[Start]

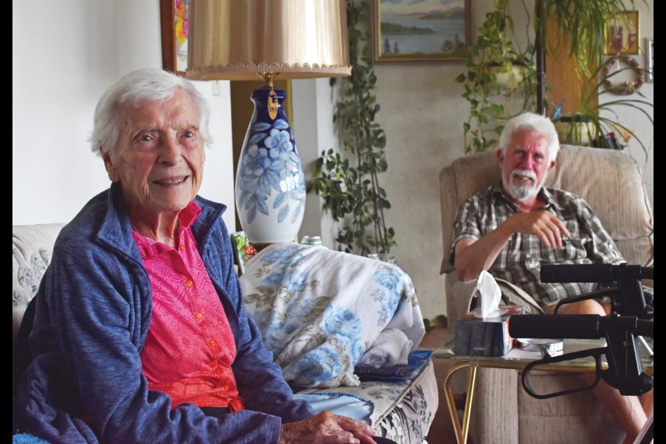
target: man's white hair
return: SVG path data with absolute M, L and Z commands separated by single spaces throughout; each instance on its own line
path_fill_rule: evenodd
M 555 125 L 550 119 L 533 112 L 525 112 L 513 117 L 504 126 L 500 136 L 500 147 L 502 154 L 506 154 L 506 148 L 513 139 L 513 135 L 522 130 L 532 130 L 543 135 L 548 140 L 549 161 L 557 158 L 560 151 L 560 140 L 555 130 Z
M 189 80 L 162 69 L 137 69 L 119 80 L 107 89 L 95 108 L 90 148 L 93 153 L 112 153 L 116 148 L 120 135 L 119 107 L 137 108 L 144 102 L 164 102 L 176 94 L 176 89 L 185 92 L 192 99 L 199 119 L 199 130 L 204 143 L 212 142 L 208 133 L 210 112 L 206 99 Z

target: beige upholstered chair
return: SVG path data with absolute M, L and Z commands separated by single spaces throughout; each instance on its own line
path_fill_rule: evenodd
M 443 259 L 446 274 L 447 314 L 450 321 L 462 313 L 450 300 L 456 279 L 449 264 L 453 221 L 460 203 L 500 183 L 495 152 L 465 156 L 440 174 Z M 654 259 L 652 210 L 636 162 L 611 150 L 562 145 L 546 185 L 581 196 L 601 219 L 627 263 L 651 266 Z M 651 284 L 650 282 L 649 284 Z M 450 322 L 453 332 L 454 322 Z M 540 375 L 542 393 L 561 389 L 570 375 Z M 541 389 L 540 389 L 540 391 Z M 470 436 L 484 443 L 615 443 L 624 434 L 589 392 L 538 400 L 527 395 L 513 370 L 480 368 L 472 404 Z M 565 438 L 565 436 L 566 438 Z

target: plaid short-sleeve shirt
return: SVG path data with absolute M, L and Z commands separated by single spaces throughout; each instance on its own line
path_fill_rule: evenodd
M 488 272 L 520 287 L 542 307 L 569 296 L 592 291 L 590 284 L 543 284 L 542 265 L 554 264 L 621 264 L 624 262 L 610 236 L 601 226 L 590 205 L 580 196 L 560 189 L 543 188 L 548 211 L 564 222 L 571 234 L 563 238 L 562 247 L 551 248 L 536 236 L 514 233 Z M 453 248 L 458 241 L 479 239 L 497 228 L 509 216 L 520 210 L 499 186 L 475 194 L 462 203 L 454 222 Z

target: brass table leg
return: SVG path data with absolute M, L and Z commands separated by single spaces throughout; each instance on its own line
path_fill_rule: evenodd
M 469 380 L 467 386 L 467 395 L 465 398 L 465 410 L 463 411 L 463 423 L 460 423 L 458 418 L 458 411 L 456 409 L 456 401 L 453 397 L 453 389 L 451 388 L 452 377 L 459 370 L 468 368 L 470 370 Z M 470 431 L 470 418 L 472 416 L 472 400 L 474 397 L 474 386 L 477 380 L 477 366 L 470 362 L 458 364 L 452 368 L 444 379 L 444 389 L 446 393 L 446 404 L 449 408 L 453 428 L 456 432 L 456 441 L 458 444 L 467 444 L 467 437 Z

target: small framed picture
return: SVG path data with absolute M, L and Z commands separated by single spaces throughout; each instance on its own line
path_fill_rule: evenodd
M 638 11 L 624 11 L 606 22 L 606 54 L 638 53 Z
M 250 244 L 245 232 L 231 233 L 231 244 L 234 246 L 234 262 L 238 266 L 238 275 L 245 273 L 245 266 L 257 254 L 257 250 Z
M 470 0 L 373 0 L 375 62 L 462 60 L 471 40 Z
M 189 0 L 160 0 L 162 67 L 184 76 L 187 70 L 187 7 Z

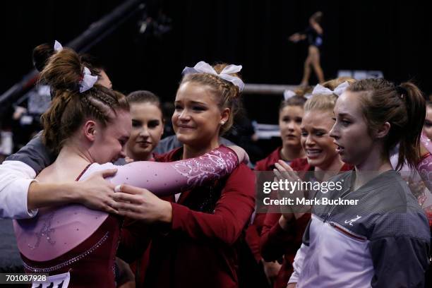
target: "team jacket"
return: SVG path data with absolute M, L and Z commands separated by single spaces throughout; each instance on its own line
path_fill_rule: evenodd
M 342 189 L 315 196 L 289 283 L 301 287 L 424 286 L 430 230 L 406 182 L 394 170 L 351 191 L 354 172 L 332 179 Z M 323 205 L 327 200 L 356 205 Z

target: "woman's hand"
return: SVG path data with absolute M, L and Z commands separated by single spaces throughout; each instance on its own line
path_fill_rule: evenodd
M 113 198 L 119 214 L 147 223 L 171 223 L 172 207 L 147 189 L 130 185 L 118 185 Z
M 282 265 L 279 264 L 277 261 L 263 261 L 263 266 L 264 267 L 264 272 L 265 273 L 265 276 L 267 276 L 268 282 L 272 284 L 277 277 Z
M 32 182 L 27 196 L 28 208 L 80 203 L 90 209 L 116 213 L 112 199 L 114 185 L 105 178 L 114 176 L 116 169 L 92 174 L 82 181 L 64 183 Z
M 249 162 L 249 155 L 248 155 L 248 153 L 246 153 L 246 150 L 241 147 L 237 145 L 227 147 L 236 152 L 237 155 L 237 158 L 239 158 L 239 164 L 248 164 Z

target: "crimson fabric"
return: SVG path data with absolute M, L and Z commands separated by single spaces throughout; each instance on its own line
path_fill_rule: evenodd
M 281 160 L 280 150 L 282 148 L 282 146 L 278 147 L 265 158 L 258 161 L 255 165 L 255 171 L 272 171 L 275 168 L 275 163 Z M 256 214 L 253 222 L 248 227 L 246 233 L 246 241 L 257 262 L 260 261 L 263 258 L 260 253 L 260 235 L 265 218 L 265 213 Z
M 182 153 L 181 148 L 156 160 L 179 160 Z M 225 179 L 182 193 L 176 203 L 174 196 L 164 198 L 172 203 L 172 222 L 168 227 L 150 227 L 152 244 L 143 287 L 239 287 L 238 240 L 253 210 L 254 185 L 253 173 L 241 164 Z M 145 245 L 130 237 L 145 241 L 145 235 L 131 228 L 122 234 L 122 241 L 129 244 L 125 248 L 133 251 L 130 244 L 135 242 L 142 249 Z
M 290 166 L 297 171 L 299 176 L 304 179 L 306 172 L 313 171 L 314 167 L 308 163 L 306 158 L 293 160 Z M 353 166 L 347 164 L 340 171 L 349 171 Z M 294 271 L 292 263 L 297 250 L 301 245 L 301 239 L 306 227 L 311 219 L 310 214 L 304 214 L 295 221 L 291 221 L 287 230 L 284 230 L 279 224 L 280 213 L 268 213 L 264 220 L 260 242 L 260 252 L 266 261 L 274 261 L 283 256 L 282 265 L 275 280 L 274 288 L 285 288 L 291 274 Z
M 90 164 L 83 170 L 76 181 L 79 180 L 89 167 Z M 123 217 L 109 215 L 90 237 L 56 258 L 40 262 L 31 260 L 23 254 L 21 258 L 26 265 L 32 268 L 61 266 L 48 274 L 55 275 L 70 272 L 70 287 L 115 287 L 114 263 L 122 221 Z M 73 233 L 72 231 L 71 232 Z M 78 260 L 70 261 L 77 257 Z M 27 269 L 25 272 L 34 272 Z

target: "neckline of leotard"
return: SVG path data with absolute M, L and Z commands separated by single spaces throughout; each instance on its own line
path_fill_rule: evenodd
M 84 170 L 83 170 L 83 172 L 78 175 L 78 177 L 76 177 L 76 179 L 75 179 L 75 181 L 78 181 L 80 179 L 80 178 L 81 178 L 81 176 L 83 176 L 83 174 L 84 174 L 84 173 L 85 173 L 85 172 L 87 171 L 87 169 L 88 169 L 88 167 L 90 167 L 92 165 L 92 163 L 89 164 L 88 165 L 87 165 L 87 167 L 84 169 Z

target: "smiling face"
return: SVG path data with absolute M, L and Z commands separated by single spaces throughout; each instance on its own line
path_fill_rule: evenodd
M 344 92 L 335 107 L 335 126 L 330 132 L 343 162 L 360 165 L 375 149 L 363 115 L 359 92 Z
M 299 106 L 285 106 L 279 112 L 279 128 L 284 147 L 300 147 L 301 120 L 304 111 Z
M 217 145 L 221 122 L 228 119 L 229 109 L 220 110 L 210 87 L 182 83 L 174 106 L 172 126 L 180 142 L 201 149 Z
M 148 160 L 164 132 L 162 112 L 151 102 L 133 102 L 131 116 L 132 132 L 126 143 L 126 155 L 136 161 Z
M 93 161 L 99 164 L 114 162 L 124 157 L 124 146 L 132 127 L 131 114 L 124 110 L 116 111 L 116 116 L 106 127 L 96 123 L 95 140 L 89 148 Z
M 301 146 L 309 164 L 327 169 L 339 161 L 336 145 L 330 136 L 333 126 L 332 114 L 327 110 L 310 110 L 301 121 Z

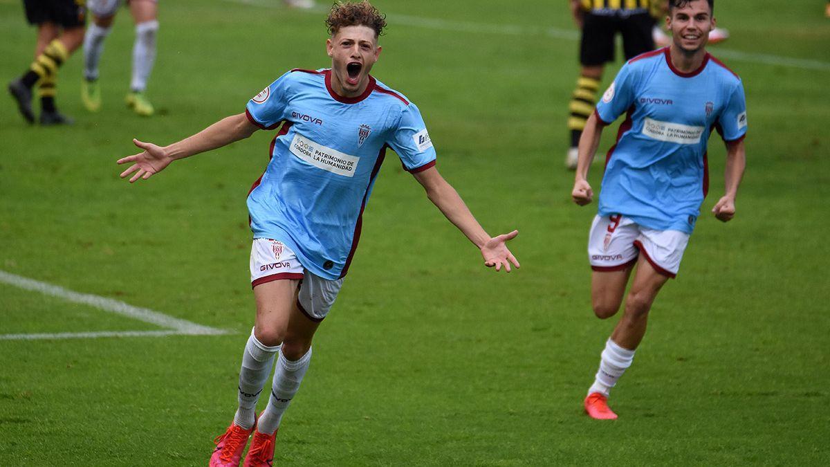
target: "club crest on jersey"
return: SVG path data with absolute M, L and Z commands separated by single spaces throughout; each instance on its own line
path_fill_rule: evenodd
M 262 104 L 267 101 L 269 97 L 271 97 L 271 86 L 261 91 L 259 94 L 254 96 L 251 101 L 253 101 L 255 104 Z
M 614 85 L 616 83 L 617 81 L 611 81 L 611 86 L 608 86 L 608 89 L 605 90 L 605 94 L 603 95 L 603 102 L 608 104 L 614 98 Z
M 738 116 L 738 130 L 746 126 L 746 111 L 743 111 Z
M 280 259 L 280 255 L 282 254 L 283 245 L 280 242 L 271 242 L 271 248 L 274 251 L 274 258 Z
M 358 128 L 358 147 L 359 148 L 363 145 L 364 142 L 366 141 L 366 138 L 369 138 L 369 135 L 371 132 L 372 132 L 372 127 L 369 126 L 369 125 L 366 125 L 365 123 L 362 124 L 360 125 L 360 128 Z

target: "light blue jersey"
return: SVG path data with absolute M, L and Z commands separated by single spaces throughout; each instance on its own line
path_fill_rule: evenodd
M 332 90 L 330 70 L 292 70 L 248 101 L 246 114 L 263 129 L 281 125 L 248 194 L 254 238 L 282 241 L 327 279 L 349 268 L 386 148 L 409 172 L 435 165 L 417 107 L 371 76 L 363 95 L 345 98 Z
M 632 58 L 597 105 L 602 123 L 627 112 L 608 151 L 599 215 L 623 214 L 658 230 L 691 234 L 709 189 L 706 145 L 713 129 L 725 141 L 746 134 L 740 78 L 708 53 L 683 73 L 669 49 Z

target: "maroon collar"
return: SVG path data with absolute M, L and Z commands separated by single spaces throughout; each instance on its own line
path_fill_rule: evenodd
M 344 97 L 339 94 L 334 92 L 334 90 L 331 87 L 331 70 L 326 70 L 323 71 L 325 75 L 325 89 L 329 91 L 329 94 L 331 96 L 332 99 L 337 101 L 338 102 L 343 102 L 344 104 L 357 104 L 358 102 L 363 101 L 364 99 L 369 97 L 369 94 L 374 91 L 375 79 L 372 75 L 369 76 L 369 85 L 366 86 L 366 91 L 363 92 L 360 96 L 357 97 Z
M 698 66 L 696 70 L 693 71 L 689 71 L 688 73 L 685 73 L 683 71 L 681 71 L 677 68 L 675 68 L 674 64 L 671 63 L 671 52 L 670 52 L 671 49 L 671 47 L 666 47 L 666 63 L 669 66 L 669 68 L 672 71 L 674 71 L 674 74 L 677 75 L 678 76 L 681 76 L 681 78 L 691 78 L 692 76 L 696 76 L 697 75 L 701 74 L 701 71 L 702 71 L 704 68 L 706 67 L 706 63 L 709 63 L 709 57 L 710 56 L 707 52 L 706 55 L 703 57 L 703 62 L 701 63 L 701 66 Z

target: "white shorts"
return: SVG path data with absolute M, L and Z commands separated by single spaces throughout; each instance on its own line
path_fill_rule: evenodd
M 154 1 L 158 2 L 158 0 Z M 118 7 L 124 3 L 124 0 L 86 0 L 86 7 L 98 17 L 109 17 L 115 14 Z
M 122 0 L 86 0 L 86 7 L 98 17 L 109 17 L 115 14 Z
M 597 215 L 588 238 L 588 258 L 594 271 L 619 271 L 642 253 L 655 270 L 674 278 L 688 243 L 689 234 L 680 230 L 648 229 L 621 214 Z
M 297 307 L 319 322 L 329 314 L 343 278 L 325 279 L 307 271 L 291 248 L 279 240 L 254 238 L 251 246 L 251 287 L 281 279 L 300 280 Z

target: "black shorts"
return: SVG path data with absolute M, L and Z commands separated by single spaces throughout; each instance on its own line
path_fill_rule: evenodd
M 86 24 L 85 0 L 23 0 L 29 24 L 54 22 L 64 27 Z
M 622 35 L 625 58 L 633 58 L 654 49 L 652 28 L 654 18 L 647 13 L 595 15 L 586 12 L 579 44 L 579 62 L 585 66 L 603 65 L 614 61 L 614 36 Z

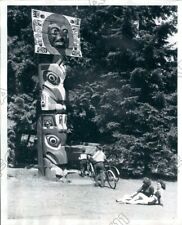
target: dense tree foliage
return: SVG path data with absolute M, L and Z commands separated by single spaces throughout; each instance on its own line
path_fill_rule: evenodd
M 9 7 L 8 116 L 15 151 L 19 133 L 35 129 L 38 112 L 41 59 L 34 54 L 31 8 L 82 19 L 83 57 L 67 59 L 69 143 L 105 145 L 129 176 L 176 177 L 177 50 L 169 42 L 176 7 Z

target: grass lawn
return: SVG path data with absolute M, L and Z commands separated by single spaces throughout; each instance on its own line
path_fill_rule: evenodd
M 9 169 L 8 174 L 8 217 L 17 225 L 21 225 L 21 221 L 22 224 L 28 224 L 28 221 L 34 224 L 32 221 L 35 220 L 42 221 L 37 224 L 43 225 L 50 219 L 58 220 L 59 225 L 123 225 L 136 220 L 155 220 L 152 224 L 158 225 L 160 221 L 171 221 L 176 217 L 176 182 L 166 182 L 165 205 L 161 207 L 115 202 L 118 197 L 138 189 L 141 180 L 121 179 L 112 190 L 94 187 L 90 178 L 81 178 L 77 174 L 69 175 L 71 183 L 39 178 L 36 169 Z M 120 223 L 116 222 L 118 218 L 122 220 Z

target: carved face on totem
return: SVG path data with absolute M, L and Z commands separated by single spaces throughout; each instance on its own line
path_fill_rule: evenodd
M 65 50 L 69 46 L 68 29 L 65 25 L 50 24 L 48 26 L 48 38 L 50 44 L 58 51 Z

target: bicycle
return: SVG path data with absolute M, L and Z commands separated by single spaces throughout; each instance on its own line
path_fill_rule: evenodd
M 104 167 L 105 167 L 104 180 L 107 181 L 110 188 L 115 189 L 119 179 L 118 177 L 115 176 L 114 172 L 111 170 L 111 168 L 114 168 L 114 166 L 111 166 L 110 168 L 110 165 L 105 164 Z M 96 173 L 94 168 L 94 162 L 91 160 L 88 161 L 88 174 L 95 180 Z
M 120 172 L 119 172 L 118 168 L 116 166 L 113 166 L 110 164 L 108 164 L 108 167 L 109 167 L 109 170 L 111 170 L 114 173 L 114 175 L 116 177 L 116 182 L 118 182 L 119 178 L 120 178 Z

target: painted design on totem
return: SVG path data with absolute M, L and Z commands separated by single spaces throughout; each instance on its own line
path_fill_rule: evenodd
M 32 9 L 35 53 L 82 57 L 79 18 Z
M 58 64 L 40 64 L 39 80 L 41 93 L 41 109 L 43 111 L 55 110 L 60 113 L 66 111 L 66 93 L 64 79 L 66 67 Z

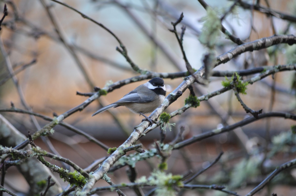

[End]

- THE EXERCISE
Rescale the material above from the line that contains "target: painted design on totem" through the end of the material by writing out every one of those lines again, multiplying each path coordinate in the answers by 2.15 and rounding it to a whole number, with halves rounded up. Copy all other lines unchanged, and leave out the pictures.

- ANSWER TO THIS PROBLEM
target: painted design on totem
return: SVG path data with absolute M, L and Z commands separated by single spaces throughout; each instance on its own line
path_fill_rule: evenodd
M 69 19 L 75 114 L 176 123 L 170 39 Z
M 125 138 L 86 138 L 84 172 L 88 200 L 88 234 L 92 239 L 118 237 L 129 243 L 142 239 L 142 200 L 138 170 L 142 144 Z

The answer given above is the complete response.